*Source*.
So what do most of you guys do?

Let the mix sit at very low volume, very high, or somewhere in between?
 
No reason other than it just works out that way 9 times out of ten. It has to do with overall balancing of tracks and frequency energy and if you get that to a consistant level within your mixing style you will see a consistant level of your final mixes emerge as a result.
Keeping your tracks at a level most comps, eqs etc are calibrated to is important to be able to get the best results from them.
 
Right that makes sense.

So focusing on actual loudness is completely pointless before mastering. Getting everything to sit and mesh with itself is the only thing one should be worried about when actual mixing.
 
Mixing into your master buss for and using that for loudness is pointless but you still need to make sure your tracks are able to be made loud. Controling transients and low end build up being of most importance here. Mastering is for loudness yes, but the prep im mixing is the key.
Check out Pensados place on Youtube. He just did a couple lessons on this subject, really interesting stuff.

*Aim 1*.
In the mixing discussion, what levels does the first post offer as choices for where to let the mix sit? List all of them.
*Aim 2*.
Retype the records starting at their first line and ending at the line that contains "[447,163,499,240]".
The mixing discussion and the records have no connection to each other.

*Given data*.
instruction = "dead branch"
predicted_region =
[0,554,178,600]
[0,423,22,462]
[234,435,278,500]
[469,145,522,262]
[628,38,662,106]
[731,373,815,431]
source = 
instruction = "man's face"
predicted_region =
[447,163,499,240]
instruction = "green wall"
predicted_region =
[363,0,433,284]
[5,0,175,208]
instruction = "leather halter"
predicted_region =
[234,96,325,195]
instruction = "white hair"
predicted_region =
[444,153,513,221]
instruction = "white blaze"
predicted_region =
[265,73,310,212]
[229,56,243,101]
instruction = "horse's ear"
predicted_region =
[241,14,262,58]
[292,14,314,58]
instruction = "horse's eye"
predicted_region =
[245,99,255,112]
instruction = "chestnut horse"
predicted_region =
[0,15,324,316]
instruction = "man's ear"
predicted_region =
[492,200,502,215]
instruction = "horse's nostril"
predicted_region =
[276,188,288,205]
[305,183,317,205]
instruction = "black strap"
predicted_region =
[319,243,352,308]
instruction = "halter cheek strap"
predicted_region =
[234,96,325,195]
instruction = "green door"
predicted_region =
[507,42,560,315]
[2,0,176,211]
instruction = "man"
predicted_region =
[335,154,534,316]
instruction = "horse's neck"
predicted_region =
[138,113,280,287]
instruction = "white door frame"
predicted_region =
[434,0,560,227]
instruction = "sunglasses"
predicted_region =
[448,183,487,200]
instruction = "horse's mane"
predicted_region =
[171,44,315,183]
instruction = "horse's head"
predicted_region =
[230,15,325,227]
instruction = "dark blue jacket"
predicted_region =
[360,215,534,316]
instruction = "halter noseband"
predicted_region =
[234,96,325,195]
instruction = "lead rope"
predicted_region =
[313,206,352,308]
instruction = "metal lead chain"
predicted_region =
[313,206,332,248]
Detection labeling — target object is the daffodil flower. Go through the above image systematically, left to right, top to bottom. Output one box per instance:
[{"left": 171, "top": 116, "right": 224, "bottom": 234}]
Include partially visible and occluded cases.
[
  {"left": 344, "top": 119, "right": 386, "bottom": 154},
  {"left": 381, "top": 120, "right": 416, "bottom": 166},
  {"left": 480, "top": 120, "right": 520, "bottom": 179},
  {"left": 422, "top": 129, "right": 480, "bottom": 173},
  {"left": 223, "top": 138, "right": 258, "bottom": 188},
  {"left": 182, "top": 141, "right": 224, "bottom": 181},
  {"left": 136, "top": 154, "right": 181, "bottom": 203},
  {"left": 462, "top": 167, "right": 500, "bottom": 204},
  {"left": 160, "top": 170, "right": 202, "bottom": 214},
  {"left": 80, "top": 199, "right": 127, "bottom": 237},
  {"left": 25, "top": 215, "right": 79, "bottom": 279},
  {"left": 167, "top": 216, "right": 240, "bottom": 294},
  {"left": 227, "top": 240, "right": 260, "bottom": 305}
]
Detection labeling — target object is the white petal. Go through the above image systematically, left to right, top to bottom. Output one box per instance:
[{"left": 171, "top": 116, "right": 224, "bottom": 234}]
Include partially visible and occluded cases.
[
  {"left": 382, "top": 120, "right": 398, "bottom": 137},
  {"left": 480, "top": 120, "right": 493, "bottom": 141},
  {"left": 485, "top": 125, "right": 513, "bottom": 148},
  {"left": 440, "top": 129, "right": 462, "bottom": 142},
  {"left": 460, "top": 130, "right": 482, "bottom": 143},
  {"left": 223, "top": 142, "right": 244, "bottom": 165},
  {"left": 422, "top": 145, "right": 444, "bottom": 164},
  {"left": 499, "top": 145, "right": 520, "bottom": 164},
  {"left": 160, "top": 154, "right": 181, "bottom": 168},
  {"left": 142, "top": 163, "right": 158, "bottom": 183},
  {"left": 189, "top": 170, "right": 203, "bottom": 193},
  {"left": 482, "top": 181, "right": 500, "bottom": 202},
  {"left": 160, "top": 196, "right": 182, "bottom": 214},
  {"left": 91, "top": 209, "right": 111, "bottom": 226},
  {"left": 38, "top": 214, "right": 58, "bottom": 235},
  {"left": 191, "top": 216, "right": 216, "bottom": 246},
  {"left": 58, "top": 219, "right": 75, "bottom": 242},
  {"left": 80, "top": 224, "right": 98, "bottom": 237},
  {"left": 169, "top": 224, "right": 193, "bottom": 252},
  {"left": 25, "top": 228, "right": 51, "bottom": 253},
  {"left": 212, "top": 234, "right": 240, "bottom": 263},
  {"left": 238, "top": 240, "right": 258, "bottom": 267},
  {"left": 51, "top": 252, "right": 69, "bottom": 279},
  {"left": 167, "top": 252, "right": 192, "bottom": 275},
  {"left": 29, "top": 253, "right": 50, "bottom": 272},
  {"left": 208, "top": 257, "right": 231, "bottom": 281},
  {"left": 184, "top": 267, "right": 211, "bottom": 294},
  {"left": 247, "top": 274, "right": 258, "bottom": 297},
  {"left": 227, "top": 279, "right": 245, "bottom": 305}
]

*Correct output 1*.
- very low volume
- very high
- somewhere in between

*Correct output 2*.
instruction = "dead branch"
predicted_region =
[0,554,178,600]
[0,423,22,462]
[234,435,278,500]
[469,145,522,262]
[628,38,662,106]
[731,373,815,431]
source = 
instruction = "man's face"
predicted_region =
[447,163,499,240]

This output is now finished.